(Input material)

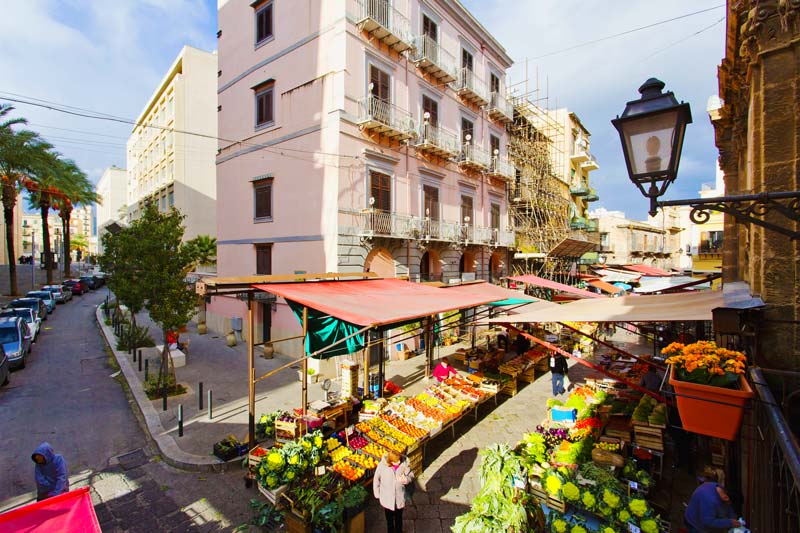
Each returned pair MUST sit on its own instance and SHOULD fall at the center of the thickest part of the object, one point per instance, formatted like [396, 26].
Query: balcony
[580, 154]
[579, 190]
[578, 223]
[369, 223]
[590, 164]
[437, 141]
[433, 60]
[500, 109]
[471, 88]
[474, 158]
[379, 116]
[502, 169]
[385, 24]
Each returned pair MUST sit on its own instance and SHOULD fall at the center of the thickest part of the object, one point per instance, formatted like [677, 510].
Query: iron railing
[428, 50]
[382, 12]
[374, 109]
[770, 464]
[499, 103]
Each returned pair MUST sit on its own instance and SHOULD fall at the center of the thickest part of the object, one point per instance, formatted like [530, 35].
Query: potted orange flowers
[710, 387]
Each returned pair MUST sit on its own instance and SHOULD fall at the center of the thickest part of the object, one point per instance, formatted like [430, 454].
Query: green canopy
[324, 330]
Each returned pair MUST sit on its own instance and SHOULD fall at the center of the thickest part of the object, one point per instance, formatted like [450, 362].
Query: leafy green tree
[158, 266]
[203, 249]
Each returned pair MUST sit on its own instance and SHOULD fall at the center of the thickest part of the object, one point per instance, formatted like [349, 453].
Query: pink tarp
[71, 512]
[546, 283]
[377, 302]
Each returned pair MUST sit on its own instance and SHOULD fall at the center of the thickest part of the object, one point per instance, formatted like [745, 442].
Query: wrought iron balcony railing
[385, 118]
[385, 23]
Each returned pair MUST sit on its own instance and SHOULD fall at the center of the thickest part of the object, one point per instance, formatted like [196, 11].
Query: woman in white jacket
[389, 484]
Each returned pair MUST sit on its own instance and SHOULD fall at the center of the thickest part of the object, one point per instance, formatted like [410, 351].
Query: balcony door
[380, 91]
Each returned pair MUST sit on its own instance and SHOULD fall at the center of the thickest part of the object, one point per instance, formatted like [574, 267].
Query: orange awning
[378, 302]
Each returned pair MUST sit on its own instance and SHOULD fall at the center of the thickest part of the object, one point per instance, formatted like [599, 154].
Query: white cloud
[597, 80]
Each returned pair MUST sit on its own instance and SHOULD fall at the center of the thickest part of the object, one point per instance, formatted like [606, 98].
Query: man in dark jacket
[558, 369]
[50, 472]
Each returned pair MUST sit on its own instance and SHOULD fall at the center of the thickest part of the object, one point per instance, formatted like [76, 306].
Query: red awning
[69, 512]
[605, 287]
[376, 302]
[546, 283]
[490, 291]
[647, 270]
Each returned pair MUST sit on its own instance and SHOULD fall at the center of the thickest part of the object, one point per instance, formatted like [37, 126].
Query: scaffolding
[540, 203]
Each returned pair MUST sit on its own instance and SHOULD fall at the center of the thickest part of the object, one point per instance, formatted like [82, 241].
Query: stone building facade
[758, 136]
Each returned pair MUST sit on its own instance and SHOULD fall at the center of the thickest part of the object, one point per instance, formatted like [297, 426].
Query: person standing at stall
[389, 486]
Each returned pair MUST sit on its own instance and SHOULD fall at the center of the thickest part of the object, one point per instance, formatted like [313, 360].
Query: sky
[109, 56]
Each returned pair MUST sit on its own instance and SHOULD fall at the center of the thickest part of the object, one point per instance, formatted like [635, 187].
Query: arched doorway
[430, 266]
[381, 262]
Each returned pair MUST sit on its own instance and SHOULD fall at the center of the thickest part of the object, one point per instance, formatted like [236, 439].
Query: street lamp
[651, 130]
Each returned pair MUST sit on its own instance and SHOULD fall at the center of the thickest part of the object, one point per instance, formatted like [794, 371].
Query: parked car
[59, 292]
[89, 282]
[46, 296]
[76, 286]
[5, 367]
[16, 340]
[30, 316]
[31, 303]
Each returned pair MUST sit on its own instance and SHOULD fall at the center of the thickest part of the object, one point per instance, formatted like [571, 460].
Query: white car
[29, 316]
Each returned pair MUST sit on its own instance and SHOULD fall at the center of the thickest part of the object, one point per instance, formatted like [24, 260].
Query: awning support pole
[607, 345]
[600, 369]
[305, 362]
[251, 375]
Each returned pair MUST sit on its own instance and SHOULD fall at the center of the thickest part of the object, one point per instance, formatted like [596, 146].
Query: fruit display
[364, 461]
[348, 470]
[375, 450]
[340, 453]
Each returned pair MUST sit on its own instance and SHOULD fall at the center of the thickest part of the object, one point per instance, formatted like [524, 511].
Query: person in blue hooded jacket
[50, 472]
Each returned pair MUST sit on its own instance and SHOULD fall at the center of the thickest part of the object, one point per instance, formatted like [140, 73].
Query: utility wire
[626, 32]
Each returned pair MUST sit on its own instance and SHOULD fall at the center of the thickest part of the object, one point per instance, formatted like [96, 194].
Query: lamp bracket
[747, 208]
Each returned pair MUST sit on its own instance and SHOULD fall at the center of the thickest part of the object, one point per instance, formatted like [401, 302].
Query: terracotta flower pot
[712, 411]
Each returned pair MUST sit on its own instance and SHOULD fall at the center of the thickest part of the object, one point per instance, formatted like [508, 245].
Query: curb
[149, 419]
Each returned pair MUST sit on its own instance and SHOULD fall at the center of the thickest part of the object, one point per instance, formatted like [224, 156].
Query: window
[494, 144]
[263, 23]
[467, 127]
[264, 107]
[495, 216]
[494, 83]
[262, 200]
[430, 106]
[380, 188]
[466, 210]
[263, 259]
[431, 201]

(End Input material)

Your goal ▸
Please print the records above once more, word for word, omitting all pictures.

Answer to this task ▸
Each returned pair MUST sit on its own instance and SHOULD fall at the center of the thickest part of the object, one point per instance, formatted like [396, 26].
Query: balcony
[580, 154]
[579, 190]
[578, 223]
[369, 223]
[590, 164]
[437, 141]
[433, 60]
[500, 109]
[471, 88]
[474, 158]
[379, 116]
[502, 169]
[385, 24]
Each returned pair MUST sit on its own instance and SHOULD fall at the center of the thickest part of the object, one point per instance, formatted like [677, 510].
Query: iron railing
[428, 50]
[382, 12]
[374, 109]
[770, 464]
[499, 103]
Each returned pair MUST sit on its own instance and SHOULD fall at the center of the thickest part of the object, one point per instance, formatted like [530, 35].
Query: potted orange flowers
[710, 387]
Each returned pair MUST sit on its own instance and SHOULD fall at the center of the thickest part of the object, one point per instance, formatted like [430, 454].
Query: green canopy
[324, 330]
Each returned pair MUST sit on its own instance and SHOULD fall at the center of the thickest part of the object, one point per instance, formatted like [450, 362].
Query: leafy green tree
[158, 266]
[203, 249]
Each returned pair MUST sit on its own instance and SHOULD fall at the center of the thickest part of the object, one point per instance, formatted like [349, 453].
Query: pink tarp
[71, 512]
[546, 283]
[377, 302]
Each returned pair MUST sit on its own instance and SHOULD fall at the center of the thickest part of the object, one point per instance, formatted like [745, 442].
Query: wrought iron balcony railing
[385, 118]
[385, 23]
Each returned pair MUST sit on its own instance and SHOULD fall at the center of the thickest part of the object, one point per instance, formatted like [196, 11].
Query: woman in white jacket
[389, 484]
Each returned pair MUST sit on its own instance and SHOULD fall at the center of the thickest part of the object, one point per instance, formatted like [410, 351].
Query: balcony door
[380, 91]
Each returned pair MUST sit on its own instance and SHOULD fall at the center of the thickest part of the object, one point per instance, formatted like [574, 267].
Query: orange awning
[378, 302]
Each returned pair MUST sit on its own instance and SHOULD fall at the center of the thickest part of the object, one point per instance, formatted like [599, 154].
Query: white cloud
[597, 80]
Each returned pair MUST sit on its own instance and SHOULD fall at the center of the thickest part of the object, one point per instance, formatted like [606, 98].
Query: man in dark jacket
[558, 369]
[50, 472]
Each returned pair MUST sit on its own instance and SHOULD fall at the center of the thickest part of the object, one point per instance, formatted like [76, 306].
Query: red awning
[69, 512]
[605, 287]
[376, 302]
[546, 283]
[490, 291]
[647, 270]
Each returned pair MUST sit on its own instance and SHOULD fall at the center of the thickest part of the object, one point per instance, formatted like [37, 126].
Query: scaffolding
[540, 203]
Each returned pair MUST sit on its own instance and SHOULD fall at the center of the thickest part of the object, one point per instance, formatted like [82, 241].
Query: stone building facade
[758, 136]
Each returned pair MUST sit on its own instance and SHOULD fall at the center of the thickest part of the object, one point per instance, formatted like [297, 426].
Query: person standing at stall
[389, 486]
Each returned pair MUST sit on its own instance and SHOULD fall at the center of the thickest part of the object, one point per instance, formatted like [313, 360].
Query: sky
[109, 56]
Each returned pair MUST sit on its own instance and SHOULD fall at the center of the thickest part of the object, one point per instance, formatted like [635, 187].
Query: arched doorway
[430, 266]
[381, 262]
Each returned pair MUST sit on its own instance and SHOULD fall at the center of the thickest part of the object, one point per instance, formatted like [236, 439].
Query: street lamp
[651, 130]
Each returned pair MUST sit on its own instance and SHOULD fall at the center of the thickest part of the object, one point per instance, formatted like [794, 371].
Query: parked car
[59, 292]
[89, 282]
[46, 296]
[76, 286]
[5, 367]
[16, 340]
[30, 316]
[31, 303]
Each returned pair MUST sit on its own instance and SHOULD fall at the center of the thickest part of the object, one point per instance, formatted like [571, 460].
Query: white car
[29, 316]
Each returned pair MUST sit on its own instance and SHOULD fall at the center of the thickest part of the object, one point per instance, formatted like [24, 260].
Query: awning support pole
[607, 345]
[600, 369]
[305, 362]
[251, 375]
Each returned pair MUST sit on its own instance and SHOULD fall at the center of the thickest part of the object, one point per instance, formatted like [596, 146].
Query: fruit display
[364, 461]
[348, 470]
[375, 450]
[340, 453]
Each returned pair MUST sit on its own instance and SHOULD fall at the center of the thickest part of the object, one point per instance, formatted like [524, 511].
Query: person in blue hooded jacket
[50, 472]
Each returned pair MUST sit on its own instance and SHOULD fall at the center of the thickest part of the object, one point per instance, formatted like [140, 73].
Query: utility wire
[626, 32]
Each returned pair MUST sit on its own instance and SHOULD fall at the center of the thickest part of the object, one point per instance, formatted like [96, 194].
Query: lamp bracket
[747, 208]
Each returned pair MUST sit on its own instance and SHOULD fall at the center of the thickest part of the object, one point per instance, formatted like [401, 302].
Query: terracotta flower pot
[712, 411]
Each returned pair MUST sit on its own instance and SHOULD fall at the center of the thickest part of the object, one point per instance, formatted like [508, 245].
Query: curb
[149, 419]
Each returned pair MUST sit on its own instance and SHOULD fall at the center of the thickest part of the object, one point per instance, formatted like [224, 156].
Query: window
[494, 144]
[263, 23]
[467, 127]
[264, 107]
[495, 216]
[494, 83]
[262, 200]
[430, 106]
[380, 188]
[466, 210]
[263, 259]
[431, 201]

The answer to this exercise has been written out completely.